Texte de l'article:
· · · ·

Dans Joueuse, le premier film de Caroline Bottaro, Kevin Kline tient pour la première fois au cinéma un rôle entièrement livré en français. Il en est lui-même un peu étonné...

Kevin Kline était de passage hier au Festival des films du monde pour soutenir la présentation d'un film français, Joueuse.

Dans ce premier long métrage de Caroline Bottaro, le célèbre acteur américain incarne un homme mystérieux habitant un village de la Corse. À la demande de sa femme de ménage (Sandrine Bonnaire), fascinée par un couple américain jouant aux échecs, il apprendra à cette dernière les règles du jeu.

«On m'a d'abord fait parvenir le scénario en anglais, a expliqué l'acteur au cours d'une interview accordée à La Presse dans la langue de Molière. Je l'ai lu d'une seule traite. J'ai d'abord été très attiré par l'histoire, et par la façon dont Caroline Bottaro dépeignait les personnages. D'autant que celui qui m'était offert est très différent de ceux que j'ai incarnés au cinéma jusqu'à maintenant. Et puis, l'histoire d'amour ne relève pas du cliché. Elle s'exprime de façon plus particulière.»

· · · ·

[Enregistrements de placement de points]
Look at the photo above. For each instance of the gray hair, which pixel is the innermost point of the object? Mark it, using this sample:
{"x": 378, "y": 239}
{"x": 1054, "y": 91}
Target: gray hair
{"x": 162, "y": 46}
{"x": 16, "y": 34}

· · · ·

À faire:
1. Recopiez l'article sur Kevin Kline, de "Kevin Kline était" jusqu'à "règles du jeu.".
2. Répondez aux questions suivantes à partir de l'article sur Kevin Kline.
(a) Quelle actrice joue la femme de ménage ?
(b) Où habite l'homme mystérieux qu'incarne Kevin Kline ?
(c) En quelle langue le scénario a-t-il d'abord été envoyé à l'acteur ?
Ces enregistrements proviennent d'une autre source.

Corrigé:
1.
Kevin Kline était de passage hier au Festival des films du monde pour soutenir la présentation d'un film français, Joueuse.

Dans ce premier long métrage de Caroline Bottaro, le célèbre acteur américain incarne un homme mystérieux habitant un village de la Corse. À la demande de sa femme de ménage (Sandrine Bonnaire), fascinée par un couple américain jouant aux échecs, il apprendra à cette dernière les règles du jeu.

2.
(a) Sandrine Bonnaire.
(b) Dans un village de la Corse.
(c) En anglais.